= WHAT THE TASK ASKS =
If a line below falls between the line with "like [(481, 51)]." and the line with "like [(115, 416)].", or is one of those two, output it exactly; output nothing else and no pictures.

Content starts

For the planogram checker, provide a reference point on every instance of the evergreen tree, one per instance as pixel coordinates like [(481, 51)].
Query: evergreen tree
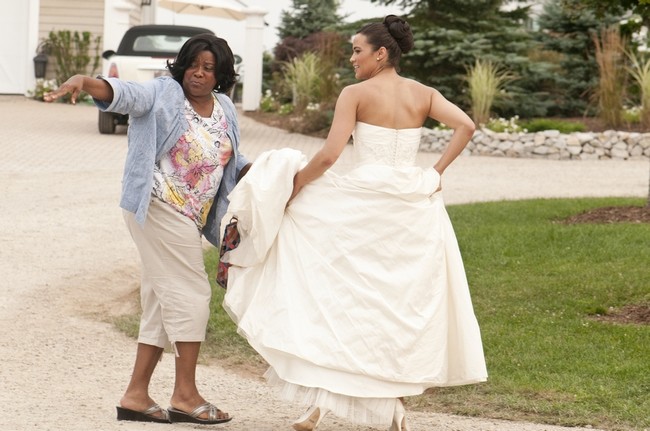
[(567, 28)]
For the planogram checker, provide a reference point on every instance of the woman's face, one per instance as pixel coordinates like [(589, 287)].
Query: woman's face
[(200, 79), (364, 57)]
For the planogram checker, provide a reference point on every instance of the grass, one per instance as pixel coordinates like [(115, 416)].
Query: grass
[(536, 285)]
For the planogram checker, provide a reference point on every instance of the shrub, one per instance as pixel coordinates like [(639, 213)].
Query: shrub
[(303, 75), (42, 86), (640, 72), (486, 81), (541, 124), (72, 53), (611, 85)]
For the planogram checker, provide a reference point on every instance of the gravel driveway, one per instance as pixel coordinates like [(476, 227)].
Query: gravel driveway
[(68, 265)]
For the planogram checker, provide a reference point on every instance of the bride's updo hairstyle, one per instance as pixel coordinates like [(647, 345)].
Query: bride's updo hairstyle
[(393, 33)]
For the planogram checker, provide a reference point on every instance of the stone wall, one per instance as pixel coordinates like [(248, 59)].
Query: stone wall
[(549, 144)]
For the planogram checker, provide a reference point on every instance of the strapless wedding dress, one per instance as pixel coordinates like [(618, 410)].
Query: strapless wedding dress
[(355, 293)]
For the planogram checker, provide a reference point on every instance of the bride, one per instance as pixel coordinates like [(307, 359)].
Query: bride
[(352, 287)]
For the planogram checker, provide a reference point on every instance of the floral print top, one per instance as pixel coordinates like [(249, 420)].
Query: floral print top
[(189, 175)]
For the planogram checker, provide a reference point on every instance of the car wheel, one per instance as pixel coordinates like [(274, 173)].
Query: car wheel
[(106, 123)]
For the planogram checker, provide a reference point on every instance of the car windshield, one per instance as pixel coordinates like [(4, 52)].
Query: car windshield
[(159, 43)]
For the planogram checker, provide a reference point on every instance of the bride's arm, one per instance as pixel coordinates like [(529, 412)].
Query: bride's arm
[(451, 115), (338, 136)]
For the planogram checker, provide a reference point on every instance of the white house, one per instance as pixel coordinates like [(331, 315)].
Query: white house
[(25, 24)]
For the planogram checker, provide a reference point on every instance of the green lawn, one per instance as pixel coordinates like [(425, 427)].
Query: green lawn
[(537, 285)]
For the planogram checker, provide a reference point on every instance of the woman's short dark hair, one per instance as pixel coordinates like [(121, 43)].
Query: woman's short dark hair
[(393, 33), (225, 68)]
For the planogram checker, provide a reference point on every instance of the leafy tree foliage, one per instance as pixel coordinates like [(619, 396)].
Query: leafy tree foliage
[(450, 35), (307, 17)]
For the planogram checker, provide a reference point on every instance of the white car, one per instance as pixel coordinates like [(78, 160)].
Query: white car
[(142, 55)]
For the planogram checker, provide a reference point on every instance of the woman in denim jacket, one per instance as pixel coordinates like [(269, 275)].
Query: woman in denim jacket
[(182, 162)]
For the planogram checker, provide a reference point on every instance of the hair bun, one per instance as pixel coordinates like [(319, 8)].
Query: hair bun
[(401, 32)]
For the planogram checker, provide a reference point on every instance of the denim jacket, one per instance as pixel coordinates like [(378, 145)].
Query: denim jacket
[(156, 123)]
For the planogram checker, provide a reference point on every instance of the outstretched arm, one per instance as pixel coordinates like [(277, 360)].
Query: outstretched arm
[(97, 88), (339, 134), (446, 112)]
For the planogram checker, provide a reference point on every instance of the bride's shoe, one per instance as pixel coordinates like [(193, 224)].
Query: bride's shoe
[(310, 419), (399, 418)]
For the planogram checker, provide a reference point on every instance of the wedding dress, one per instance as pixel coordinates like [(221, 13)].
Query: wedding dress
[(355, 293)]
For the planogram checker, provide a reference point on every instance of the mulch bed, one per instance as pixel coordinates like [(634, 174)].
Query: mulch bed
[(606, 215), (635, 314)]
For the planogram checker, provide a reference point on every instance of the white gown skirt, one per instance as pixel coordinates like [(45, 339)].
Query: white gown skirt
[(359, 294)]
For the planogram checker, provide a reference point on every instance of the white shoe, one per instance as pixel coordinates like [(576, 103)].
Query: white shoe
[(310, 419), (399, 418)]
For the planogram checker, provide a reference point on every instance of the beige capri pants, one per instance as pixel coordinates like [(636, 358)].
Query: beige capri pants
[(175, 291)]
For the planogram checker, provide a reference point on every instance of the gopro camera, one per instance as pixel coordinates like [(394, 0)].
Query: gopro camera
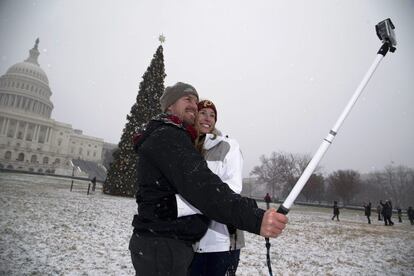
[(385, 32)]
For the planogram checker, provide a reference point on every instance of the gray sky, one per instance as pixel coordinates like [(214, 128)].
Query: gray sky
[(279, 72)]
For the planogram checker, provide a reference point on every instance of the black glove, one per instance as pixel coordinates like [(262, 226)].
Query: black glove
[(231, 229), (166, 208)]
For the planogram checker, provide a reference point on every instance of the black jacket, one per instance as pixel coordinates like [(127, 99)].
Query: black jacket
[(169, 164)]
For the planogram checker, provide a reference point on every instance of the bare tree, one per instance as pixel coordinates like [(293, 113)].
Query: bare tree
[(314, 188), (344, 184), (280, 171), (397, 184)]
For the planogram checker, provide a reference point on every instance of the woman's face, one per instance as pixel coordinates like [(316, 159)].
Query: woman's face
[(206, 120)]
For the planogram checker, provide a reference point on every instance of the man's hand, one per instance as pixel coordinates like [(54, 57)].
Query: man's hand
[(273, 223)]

Content ends
Content starts

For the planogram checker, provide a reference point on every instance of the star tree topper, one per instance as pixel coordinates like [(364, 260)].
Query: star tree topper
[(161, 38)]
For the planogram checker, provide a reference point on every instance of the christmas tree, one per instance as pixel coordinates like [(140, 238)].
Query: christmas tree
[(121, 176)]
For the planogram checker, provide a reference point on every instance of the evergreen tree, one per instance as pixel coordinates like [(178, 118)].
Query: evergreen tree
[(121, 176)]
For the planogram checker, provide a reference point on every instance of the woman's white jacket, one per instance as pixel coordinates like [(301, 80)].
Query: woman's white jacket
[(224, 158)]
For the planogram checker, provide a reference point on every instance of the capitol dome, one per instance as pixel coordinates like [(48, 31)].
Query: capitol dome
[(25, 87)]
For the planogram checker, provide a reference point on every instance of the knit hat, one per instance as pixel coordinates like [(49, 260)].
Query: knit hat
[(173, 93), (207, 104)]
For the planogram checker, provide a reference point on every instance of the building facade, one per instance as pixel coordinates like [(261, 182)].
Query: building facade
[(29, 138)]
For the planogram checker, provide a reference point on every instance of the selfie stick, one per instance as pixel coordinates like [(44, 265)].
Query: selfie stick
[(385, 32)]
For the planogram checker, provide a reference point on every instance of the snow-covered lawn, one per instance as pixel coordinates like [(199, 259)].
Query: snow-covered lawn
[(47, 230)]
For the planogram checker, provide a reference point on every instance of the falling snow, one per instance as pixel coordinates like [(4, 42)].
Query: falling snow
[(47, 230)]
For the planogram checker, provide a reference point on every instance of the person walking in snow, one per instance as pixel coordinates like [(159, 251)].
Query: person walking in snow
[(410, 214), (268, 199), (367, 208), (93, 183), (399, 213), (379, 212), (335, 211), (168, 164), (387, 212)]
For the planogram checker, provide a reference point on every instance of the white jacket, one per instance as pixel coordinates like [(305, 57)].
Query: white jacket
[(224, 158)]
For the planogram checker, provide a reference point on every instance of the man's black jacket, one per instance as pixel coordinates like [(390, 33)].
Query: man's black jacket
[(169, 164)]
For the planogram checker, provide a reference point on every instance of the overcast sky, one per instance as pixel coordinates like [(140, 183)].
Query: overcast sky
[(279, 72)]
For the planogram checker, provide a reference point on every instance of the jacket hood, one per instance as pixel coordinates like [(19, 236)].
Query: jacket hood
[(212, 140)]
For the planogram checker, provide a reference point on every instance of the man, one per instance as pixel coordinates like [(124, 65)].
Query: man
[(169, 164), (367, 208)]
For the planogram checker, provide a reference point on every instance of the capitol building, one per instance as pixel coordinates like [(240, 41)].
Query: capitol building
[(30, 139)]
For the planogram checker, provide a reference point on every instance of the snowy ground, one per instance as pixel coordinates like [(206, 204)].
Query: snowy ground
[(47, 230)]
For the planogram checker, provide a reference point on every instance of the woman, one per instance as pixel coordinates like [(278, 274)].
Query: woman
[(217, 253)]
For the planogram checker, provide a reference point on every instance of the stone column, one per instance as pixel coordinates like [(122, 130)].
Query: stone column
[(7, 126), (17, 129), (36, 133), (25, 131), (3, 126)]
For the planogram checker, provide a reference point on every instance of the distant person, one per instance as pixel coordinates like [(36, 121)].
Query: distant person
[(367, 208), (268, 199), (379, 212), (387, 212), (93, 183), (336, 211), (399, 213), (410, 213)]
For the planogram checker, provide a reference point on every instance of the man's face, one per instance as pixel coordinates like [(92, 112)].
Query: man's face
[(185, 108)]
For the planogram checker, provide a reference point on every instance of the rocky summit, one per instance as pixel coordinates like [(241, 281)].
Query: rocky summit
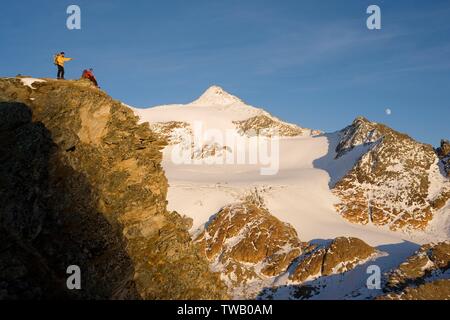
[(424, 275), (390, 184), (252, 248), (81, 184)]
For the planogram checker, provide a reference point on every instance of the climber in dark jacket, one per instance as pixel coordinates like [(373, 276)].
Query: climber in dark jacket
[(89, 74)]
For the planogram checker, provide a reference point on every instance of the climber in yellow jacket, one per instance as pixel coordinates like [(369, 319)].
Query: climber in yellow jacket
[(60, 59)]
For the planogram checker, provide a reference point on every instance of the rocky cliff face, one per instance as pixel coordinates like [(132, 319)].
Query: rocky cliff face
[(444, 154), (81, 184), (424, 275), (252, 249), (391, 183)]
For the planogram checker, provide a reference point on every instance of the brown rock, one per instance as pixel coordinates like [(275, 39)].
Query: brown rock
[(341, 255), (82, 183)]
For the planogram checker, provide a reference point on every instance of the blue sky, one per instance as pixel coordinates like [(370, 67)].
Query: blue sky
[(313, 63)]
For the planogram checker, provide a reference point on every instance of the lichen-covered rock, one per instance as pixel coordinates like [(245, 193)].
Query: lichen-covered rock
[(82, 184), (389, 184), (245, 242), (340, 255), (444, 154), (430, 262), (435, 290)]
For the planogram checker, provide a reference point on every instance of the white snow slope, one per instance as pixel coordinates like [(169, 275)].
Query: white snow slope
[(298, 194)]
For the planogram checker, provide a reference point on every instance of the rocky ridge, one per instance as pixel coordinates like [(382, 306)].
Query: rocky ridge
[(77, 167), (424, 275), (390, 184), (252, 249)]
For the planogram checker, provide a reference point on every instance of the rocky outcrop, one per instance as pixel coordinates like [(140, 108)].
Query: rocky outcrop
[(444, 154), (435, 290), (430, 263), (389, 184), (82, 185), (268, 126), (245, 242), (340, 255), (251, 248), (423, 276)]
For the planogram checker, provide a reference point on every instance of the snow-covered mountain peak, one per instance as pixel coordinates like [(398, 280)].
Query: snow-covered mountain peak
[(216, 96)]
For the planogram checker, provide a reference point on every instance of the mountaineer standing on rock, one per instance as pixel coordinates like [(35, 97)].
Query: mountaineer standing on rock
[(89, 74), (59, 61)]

Content ends
Content starts

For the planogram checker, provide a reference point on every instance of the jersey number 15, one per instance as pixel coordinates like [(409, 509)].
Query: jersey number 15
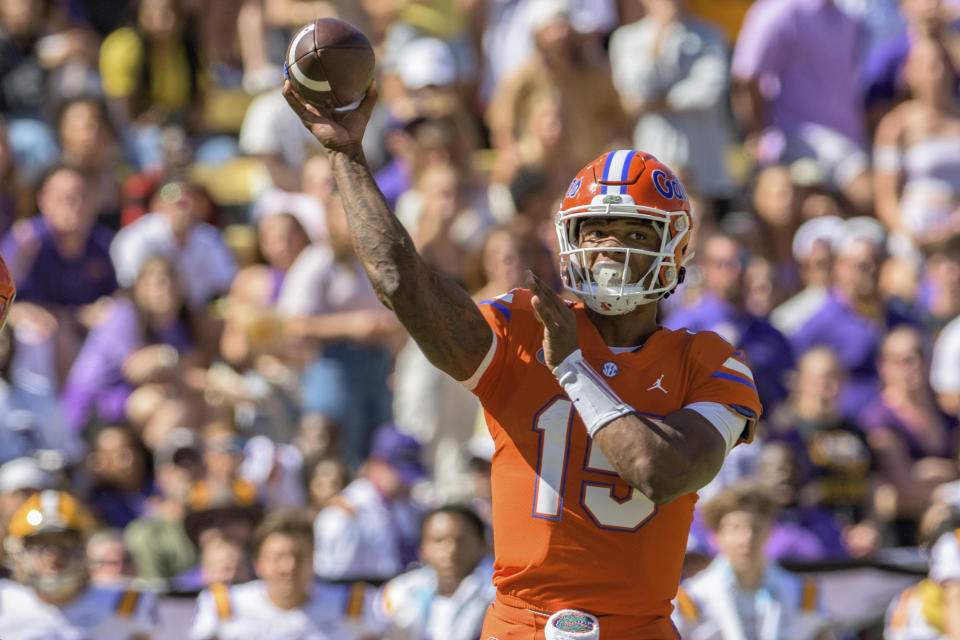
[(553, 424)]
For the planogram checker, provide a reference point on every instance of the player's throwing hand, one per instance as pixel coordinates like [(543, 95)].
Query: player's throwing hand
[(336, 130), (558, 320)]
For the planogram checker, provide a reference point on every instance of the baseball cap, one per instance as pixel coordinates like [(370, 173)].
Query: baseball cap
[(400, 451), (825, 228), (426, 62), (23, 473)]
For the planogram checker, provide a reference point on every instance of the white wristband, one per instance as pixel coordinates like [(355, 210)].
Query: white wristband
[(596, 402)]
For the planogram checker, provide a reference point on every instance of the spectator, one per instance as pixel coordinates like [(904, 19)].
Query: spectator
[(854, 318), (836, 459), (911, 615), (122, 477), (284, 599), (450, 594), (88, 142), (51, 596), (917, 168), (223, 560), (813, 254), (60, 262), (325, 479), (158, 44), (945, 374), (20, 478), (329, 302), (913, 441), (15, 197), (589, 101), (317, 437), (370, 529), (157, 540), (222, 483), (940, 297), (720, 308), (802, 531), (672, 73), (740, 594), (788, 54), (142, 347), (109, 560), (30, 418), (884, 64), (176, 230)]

Content ends

= TASK RESULT =
For the planogram checker, provide a reference point on every instance of the evergreen tree, one per instance as pixel coordinates like [(481, 51)].
Query: evergreen tree
[(567, 28)]
For the planogram checker, provide a reference point on every instance of the woman's face, one per instance as pixel coordinates like [(589, 287)].
Query: woman's face
[(200, 79), (364, 57)]
For the planogram checker, provide a reference point on every instance of the grass, one per instance as pixel coordinates like [(115, 416)].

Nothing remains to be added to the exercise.